Task prompt » Show each line in the entries below that contains the word "outline".

-- START Data extract --

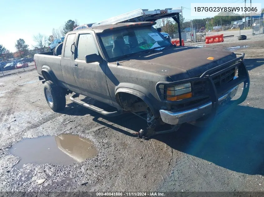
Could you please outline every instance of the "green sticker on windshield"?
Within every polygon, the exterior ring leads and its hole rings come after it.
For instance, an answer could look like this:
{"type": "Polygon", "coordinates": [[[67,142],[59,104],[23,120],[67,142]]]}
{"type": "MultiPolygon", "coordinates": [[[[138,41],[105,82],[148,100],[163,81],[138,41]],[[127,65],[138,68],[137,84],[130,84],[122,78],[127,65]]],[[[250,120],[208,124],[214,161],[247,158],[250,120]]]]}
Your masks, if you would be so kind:
{"type": "Polygon", "coordinates": [[[152,47],[152,46],[153,46],[153,44],[150,43],[141,46],[139,48],[142,49],[149,49],[152,47]]]}

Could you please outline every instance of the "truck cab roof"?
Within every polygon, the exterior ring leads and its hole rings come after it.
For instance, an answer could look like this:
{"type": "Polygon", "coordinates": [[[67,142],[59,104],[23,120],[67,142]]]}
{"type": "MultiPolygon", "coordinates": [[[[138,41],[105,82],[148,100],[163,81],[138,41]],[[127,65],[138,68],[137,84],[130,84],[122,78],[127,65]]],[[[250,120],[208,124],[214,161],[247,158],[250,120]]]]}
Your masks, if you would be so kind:
{"type": "MultiPolygon", "coordinates": [[[[88,30],[92,30],[96,33],[100,33],[117,29],[120,29],[125,28],[138,26],[152,26],[156,24],[155,22],[135,22],[120,23],[110,25],[102,25],[98,26],[94,26],[74,30],[74,32],[80,31],[88,30]]],[[[71,32],[72,32],[71,31],[71,32]]]]}

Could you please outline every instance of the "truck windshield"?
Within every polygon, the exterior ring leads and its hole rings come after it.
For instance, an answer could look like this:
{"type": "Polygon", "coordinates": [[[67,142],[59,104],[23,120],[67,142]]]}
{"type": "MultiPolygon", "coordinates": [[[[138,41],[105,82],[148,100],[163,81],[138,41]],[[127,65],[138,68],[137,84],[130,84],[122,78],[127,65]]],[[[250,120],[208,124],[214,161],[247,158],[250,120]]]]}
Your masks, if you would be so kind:
{"type": "Polygon", "coordinates": [[[110,61],[172,45],[164,36],[150,26],[110,31],[100,34],[99,37],[107,54],[107,58],[110,61]]]}

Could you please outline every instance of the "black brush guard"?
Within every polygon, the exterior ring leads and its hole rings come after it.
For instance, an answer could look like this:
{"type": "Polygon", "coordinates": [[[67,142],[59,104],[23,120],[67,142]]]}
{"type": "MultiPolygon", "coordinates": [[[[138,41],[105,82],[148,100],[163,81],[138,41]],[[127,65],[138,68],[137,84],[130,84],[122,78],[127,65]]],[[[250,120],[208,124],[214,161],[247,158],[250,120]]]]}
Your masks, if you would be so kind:
{"type": "Polygon", "coordinates": [[[218,99],[219,95],[223,94],[232,88],[238,85],[240,83],[244,83],[244,88],[243,92],[240,97],[235,100],[230,101],[229,105],[238,105],[244,101],[247,98],[249,89],[249,77],[246,65],[244,63],[243,60],[245,56],[244,53],[235,53],[236,55],[240,55],[241,56],[231,61],[219,65],[214,68],[208,70],[205,72],[200,77],[184,79],[172,82],[159,82],[156,85],[156,91],[159,98],[162,102],[173,105],[182,104],[190,101],[198,100],[206,98],[210,98],[212,102],[212,112],[211,116],[214,118],[217,114],[218,106],[218,99]],[[233,64],[234,63],[238,62],[233,64]],[[232,65],[226,67],[227,66],[232,65]],[[228,82],[223,86],[220,87],[217,90],[213,80],[214,77],[226,72],[236,67],[238,69],[238,77],[228,82]],[[221,68],[222,69],[221,69],[221,68]],[[212,73],[209,74],[209,73],[212,73]],[[208,88],[205,90],[204,94],[197,96],[195,96],[189,98],[183,99],[177,101],[168,101],[166,99],[166,87],[172,86],[179,85],[188,82],[205,82],[208,84],[208,88]],[[163,87],[161,87],[161,86],[163,87]],[[163,92],[163,93],[162,93],[163,92]]]}

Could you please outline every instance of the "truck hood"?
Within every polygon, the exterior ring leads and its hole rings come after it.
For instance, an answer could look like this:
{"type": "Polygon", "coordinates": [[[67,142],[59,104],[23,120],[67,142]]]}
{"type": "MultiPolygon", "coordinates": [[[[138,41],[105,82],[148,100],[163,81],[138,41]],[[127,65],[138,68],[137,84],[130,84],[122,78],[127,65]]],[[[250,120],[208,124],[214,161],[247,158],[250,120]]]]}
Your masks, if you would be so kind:
{"type": "Polygon", "coordinates": [[[119,63],[166,75],[175,81],[200,77],[207,70],[236,57],[228,51],[179,47],[144,54],[119,63]]]}

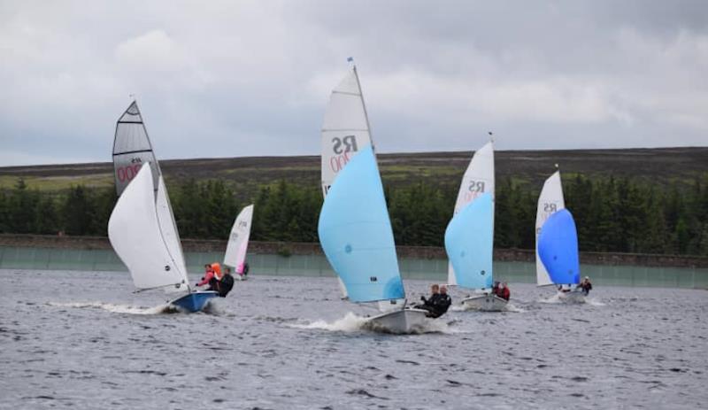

-- END Data extract --

Answer to this problem »
Could you please outline every instance of the "green sticker on windshield"?
Could you please outline every instance of the "truck cab roof"?
Could you please outline every instance of the "truck windshield"?
Could you please outline every instance of the "black brush guard"?
Could you please outline every instance of the "truck hood"?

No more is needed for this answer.